• **REQUIRED WORK**
#1 Translate this sentence from the dialogue into Spanish: "Our craft is in making the audience have a rich world to play in."
#2 Write out the part of the dialogue from "CONDUCTOR: Gosh." up to and including "not really interactive.", keeping every word and punctuation mark the same.

• **PASSAGE SHOWN**
• leodoulton

The Operator, The Conductor, and The Dancer

An empty white void. Three figures walk in - Ortrud the Operator, Cal the Conductor, and Dancing Dave.


Ortrud wears a grungy hoodie and big ‘cans’ (radio headset with a microphone), Cal is dressed in a full tailcoat, and Dave is richly attired in the robes of a Noh dancer.


VOICE: Oi, you lot. Here’s the premise: all three of you lead large ensembles in different ways. Talk about it, because we’re bored of writing articles but thought this might be cool.


OPERATOR: It’s really not. I’m rewriting the next mechanic after the audience—


VOICE: Blah blah blah; get chatting.


CONDUCTOR: Umm… hi, I’m Cal, I’m a conductor—


DANCER: Gasp.


CONDUCTOR: Look, you have to wear this stuff for some gigs. I wave a stick and keep everyone in time together, and lead the interpretation of the opera’s music. What do you do?


DANCER: Dave. I’m a Noh dancer. In training, anyway. Ish. I did a few courses. I don’t need a conductor, ‘cos whatever I do with the dance, the chorus and instrumentalists follow time-wise.


OPERATOR: If we have to: I’m Ortrud. I’m an operator for an interactive show. I keep an eye on what changes the audience make, and make sure that the show’s scenario follows that. If the audience does something unexpected, I have to adapt things on the fly so their choices matter.


CONDUCTOR: Something… unexpected? They don’t clap between movements, do they?


OPERATOR: No, but they have been known to try and drop a nuclear bomb on Berlin.


CONDUCTOR: Gosh.


OPERATOR: It’s fun, really. Means they get to shape their own experience and feel like they’re the protagonists.


DANCER: But what if they’re there to see the craft of you and your team?


OPERATOR: Our craft is in making the audience have a rich world to play in. There are similar shows where the performers’ craft is showing a fixed, pre-prepared work, but they’re usually just immersive, not really interactive.


DANCER: Not sure how I feel about that. I like Noh because the repertoire’s mostly about 500 years old, and barely changes. But when you see a person really bring them to life - they lift their sleeve exactly there, maybe their mask is tilted just a smidge more there - it’s extraordinary.


CONDUCTOR: And while I have a bit more interpretative flexibility than that - I can set what tempi I choose, most of the time, and draw on how I feel about a piece’s mood and how to view the characters - I do still have to follow the score. I think the crowd would go rather nuts if I let them… take control. Do you really have no canonical works in your field?


OPERATOR: No.


CONDUCTOR: Sounds smashing.


OPERATOR: Though maybe you could draw a parallel with community rituals as a form where there are lead participants, and many more celebrants. If the celebrants do something unexpected, that’s where I step in.


DANCER: It’s still weird to me that you keep changing things. If I changed the piece, it’d be, well, it’d just be a mistake.


CONDUCTOR: Can you not change the staging?


DANCER: No. It’s all, it’s all one thing - the music, the dance, the words, the instruments. It’s not a thing you can do a concert version of.

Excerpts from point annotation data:
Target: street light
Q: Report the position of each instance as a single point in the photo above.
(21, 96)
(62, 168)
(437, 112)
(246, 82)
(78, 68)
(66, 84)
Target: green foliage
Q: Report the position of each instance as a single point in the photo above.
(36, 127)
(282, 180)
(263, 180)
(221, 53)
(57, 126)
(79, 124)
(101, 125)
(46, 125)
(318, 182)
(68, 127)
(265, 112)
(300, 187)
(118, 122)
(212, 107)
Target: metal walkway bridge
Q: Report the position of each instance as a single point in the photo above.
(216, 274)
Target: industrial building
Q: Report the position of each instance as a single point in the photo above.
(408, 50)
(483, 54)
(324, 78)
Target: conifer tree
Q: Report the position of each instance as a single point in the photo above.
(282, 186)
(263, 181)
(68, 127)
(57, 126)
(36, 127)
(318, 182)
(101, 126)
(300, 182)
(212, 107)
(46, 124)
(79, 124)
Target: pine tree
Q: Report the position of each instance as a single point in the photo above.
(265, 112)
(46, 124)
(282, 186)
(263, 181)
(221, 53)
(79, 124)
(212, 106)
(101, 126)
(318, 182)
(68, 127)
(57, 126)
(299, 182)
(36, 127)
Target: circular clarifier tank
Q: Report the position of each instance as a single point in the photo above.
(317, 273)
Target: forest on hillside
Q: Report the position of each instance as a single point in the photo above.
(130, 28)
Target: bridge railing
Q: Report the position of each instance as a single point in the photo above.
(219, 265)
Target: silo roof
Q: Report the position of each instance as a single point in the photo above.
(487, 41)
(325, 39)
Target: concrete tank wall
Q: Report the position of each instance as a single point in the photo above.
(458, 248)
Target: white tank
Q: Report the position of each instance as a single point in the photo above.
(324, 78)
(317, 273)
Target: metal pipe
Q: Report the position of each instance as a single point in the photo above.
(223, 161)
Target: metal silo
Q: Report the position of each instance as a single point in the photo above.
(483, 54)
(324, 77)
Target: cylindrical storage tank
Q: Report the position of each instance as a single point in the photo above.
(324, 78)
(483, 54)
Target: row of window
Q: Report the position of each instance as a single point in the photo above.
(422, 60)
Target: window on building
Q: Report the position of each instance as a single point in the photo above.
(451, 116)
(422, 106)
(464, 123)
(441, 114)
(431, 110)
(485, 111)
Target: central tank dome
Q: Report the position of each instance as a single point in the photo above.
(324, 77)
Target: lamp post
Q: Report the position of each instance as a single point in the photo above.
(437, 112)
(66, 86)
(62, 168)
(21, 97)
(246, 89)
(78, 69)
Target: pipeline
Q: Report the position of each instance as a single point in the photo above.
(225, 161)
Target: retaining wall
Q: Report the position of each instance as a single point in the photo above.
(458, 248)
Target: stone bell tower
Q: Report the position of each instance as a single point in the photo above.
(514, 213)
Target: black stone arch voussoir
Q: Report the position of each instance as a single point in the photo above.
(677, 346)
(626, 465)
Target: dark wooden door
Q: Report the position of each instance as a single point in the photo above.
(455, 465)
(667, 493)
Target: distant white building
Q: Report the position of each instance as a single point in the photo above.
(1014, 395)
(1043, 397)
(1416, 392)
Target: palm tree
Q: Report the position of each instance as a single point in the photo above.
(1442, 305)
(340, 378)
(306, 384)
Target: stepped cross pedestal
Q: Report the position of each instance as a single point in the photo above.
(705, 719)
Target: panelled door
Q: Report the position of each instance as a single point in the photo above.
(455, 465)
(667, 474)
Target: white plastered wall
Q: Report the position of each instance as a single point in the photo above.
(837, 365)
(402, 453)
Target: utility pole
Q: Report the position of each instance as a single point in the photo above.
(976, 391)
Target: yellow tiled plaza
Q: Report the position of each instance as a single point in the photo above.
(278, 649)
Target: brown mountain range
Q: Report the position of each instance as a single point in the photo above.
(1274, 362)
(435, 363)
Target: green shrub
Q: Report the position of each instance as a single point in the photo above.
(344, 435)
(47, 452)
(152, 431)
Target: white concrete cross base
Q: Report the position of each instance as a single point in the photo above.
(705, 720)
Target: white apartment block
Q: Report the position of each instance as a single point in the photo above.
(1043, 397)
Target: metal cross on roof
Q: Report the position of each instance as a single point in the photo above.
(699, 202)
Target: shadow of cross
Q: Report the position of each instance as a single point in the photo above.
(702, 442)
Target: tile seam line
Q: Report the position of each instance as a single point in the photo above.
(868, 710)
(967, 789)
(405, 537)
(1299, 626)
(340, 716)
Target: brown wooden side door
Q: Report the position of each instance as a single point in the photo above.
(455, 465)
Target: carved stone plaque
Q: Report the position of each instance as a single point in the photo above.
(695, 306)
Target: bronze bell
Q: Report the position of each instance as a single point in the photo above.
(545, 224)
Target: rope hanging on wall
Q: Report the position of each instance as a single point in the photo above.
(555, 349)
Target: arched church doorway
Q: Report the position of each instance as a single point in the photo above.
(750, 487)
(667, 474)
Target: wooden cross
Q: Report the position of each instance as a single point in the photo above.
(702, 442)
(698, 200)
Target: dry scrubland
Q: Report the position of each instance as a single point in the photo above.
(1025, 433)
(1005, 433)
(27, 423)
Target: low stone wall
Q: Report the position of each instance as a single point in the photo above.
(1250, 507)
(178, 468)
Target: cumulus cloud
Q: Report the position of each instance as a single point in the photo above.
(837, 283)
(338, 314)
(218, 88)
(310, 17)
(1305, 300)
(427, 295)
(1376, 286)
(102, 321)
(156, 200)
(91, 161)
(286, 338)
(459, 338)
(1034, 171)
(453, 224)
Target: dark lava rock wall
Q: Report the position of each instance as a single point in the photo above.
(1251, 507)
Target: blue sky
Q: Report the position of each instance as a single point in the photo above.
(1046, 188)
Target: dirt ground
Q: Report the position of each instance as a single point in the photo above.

• **FINAL RESULTS**
#1 Nuestro oficio consiste en darle al público un mundo rico en el que jugar.

#2
CONDUCTOR: Gosh.


OPERATOR: It’s fun, really. Means they get to shape their own experience and feel like they’re the protagonists.


DANCER: But what if they’re there to see the craft of you and your team?


OPERATOR: Our craft is in making the audience have a rich world to play in. There are similar shows where the performers’ craft is showing a fixed, pre-prepared work, but they’re usually just immersive, not really interactive.